• _Material provided_
* start *

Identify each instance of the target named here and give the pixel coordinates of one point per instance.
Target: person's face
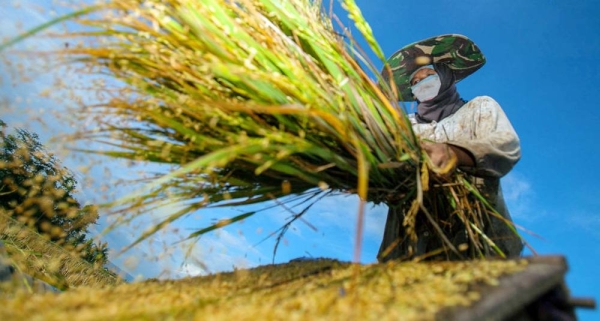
(420, 75)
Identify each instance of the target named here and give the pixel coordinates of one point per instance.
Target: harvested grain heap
(252, 100)
(319, 289)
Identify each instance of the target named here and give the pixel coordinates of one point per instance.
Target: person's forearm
(463, 157)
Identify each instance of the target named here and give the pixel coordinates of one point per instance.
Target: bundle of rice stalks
(253, 100)
(35, 255)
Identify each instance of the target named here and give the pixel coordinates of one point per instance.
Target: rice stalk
(248, 101)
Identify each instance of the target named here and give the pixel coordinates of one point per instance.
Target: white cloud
(520, 197)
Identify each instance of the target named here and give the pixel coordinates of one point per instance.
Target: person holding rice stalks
(473, 138)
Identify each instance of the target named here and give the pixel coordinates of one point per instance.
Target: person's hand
(444, 158)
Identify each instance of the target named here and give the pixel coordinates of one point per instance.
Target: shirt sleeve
(494, 143)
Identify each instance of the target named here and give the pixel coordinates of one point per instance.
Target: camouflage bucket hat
(456, 51)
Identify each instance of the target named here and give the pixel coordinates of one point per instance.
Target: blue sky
(540, 67)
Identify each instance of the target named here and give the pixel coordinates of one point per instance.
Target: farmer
(473, 137)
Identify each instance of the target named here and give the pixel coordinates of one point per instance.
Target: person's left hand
(442, 158)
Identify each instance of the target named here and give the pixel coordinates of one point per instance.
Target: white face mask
(427, 88)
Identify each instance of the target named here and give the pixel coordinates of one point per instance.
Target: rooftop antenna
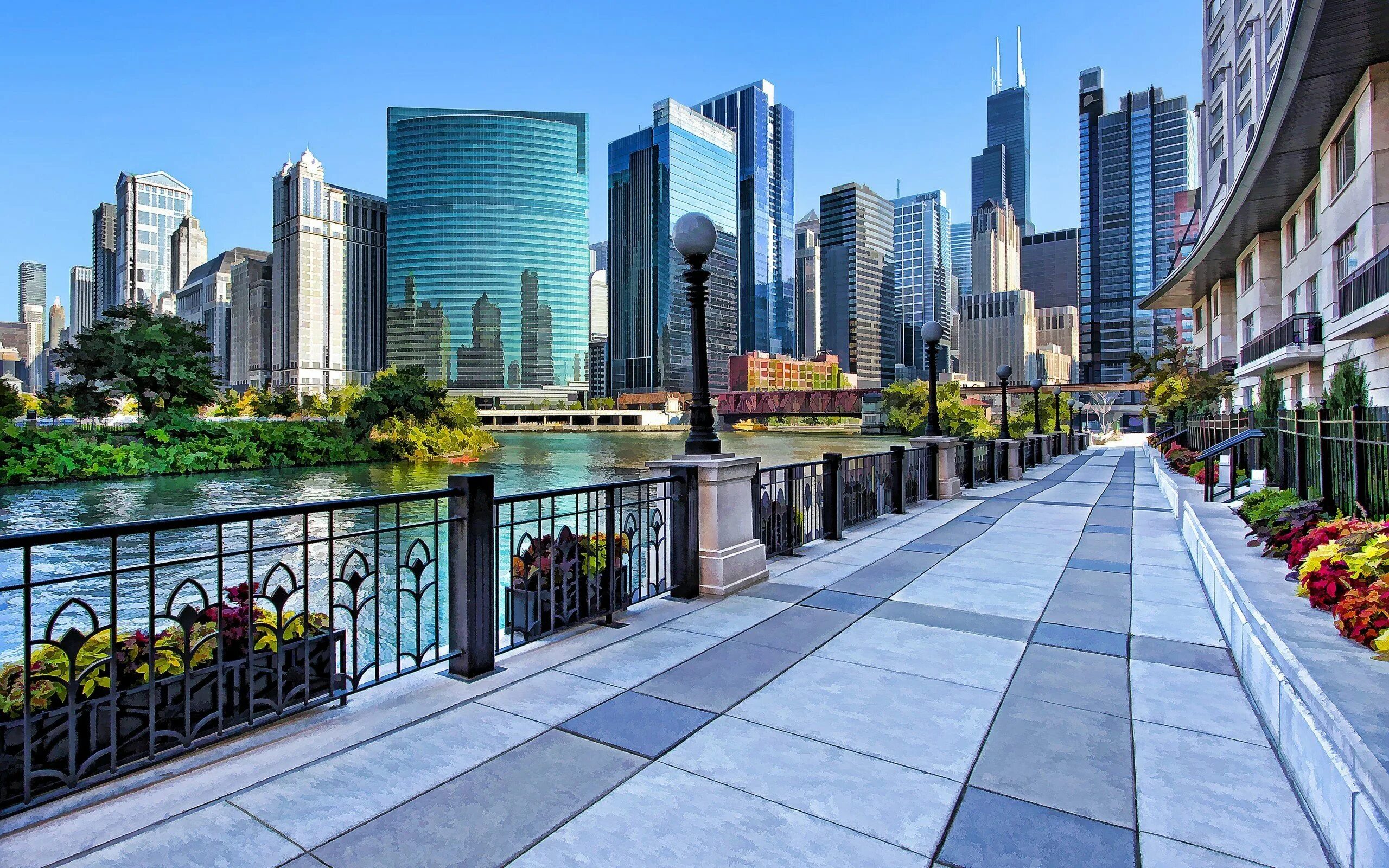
(1023, 77)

* end *

• _Exercise objective_
In your copy, repeat each record exactly and include no pictures.

• _Exercise output_
Identify each instance of the target named here and give the pixel coordinates of one point per instance.
Target: person's face
(420, 75)
Identify each instance of the target named here and give the pixel coordinates of one point per instance.
Target: harvested grain heap
(252, 100)
(319, 289)
Identify each instance of the target named here and give the pixel coordinates of one point per instance.
Target: person's forearm
(463, 157)
Identify each instance of the target named here and give the pixel coordinates of one point per instance.
Target: bundle of rice stalks
(253, 100)
(35, 255)
Identify each instance of the target named here and give the pixel coordinates of one point per instance.
Target: rice stalk
(248, 101)
Identify each instance of the target named here and give the pixel coordinates of one point per instance.
Target: white cloud
(520, 197)
Identify each instance of the target named here and give the pixel coordinates of one point per instance.
Target: person holding rice stalks
(473, 138)
Identify each instance of the target named here and give the pixel coordinates of one point per instance.
Target: person's hand
(444, 158)
Identify each instance of the target named here and give the pixel coordinates of one point per instance.
Target: shirt sleeve
(494, 143)
Identify each instance of the target named here and give the pixel coordinates of one point per instance.
Target: camouflage bucket hat
(456, 51)
Identify each instance of the target named here and give the pixel coordinates of one point per instance.
Target: blue sky
(540, 67)
Identify each instance of the target named here and give the pixel coordinates of one point per instance.
Target: farmer
(473, 137)
Identify each instance of the target named here and give the pixel coordinates of one point per instance.
Target: person's left hand
(442, 158)
Identify each instance of the target named here and give the pixel coordinates of one point per instance.
Target: white face mask
(427, 88)
Identify each instance of the target named here and give the pixel coordinates of one point per instance.
Target: rooftop antenna
(1023, 77)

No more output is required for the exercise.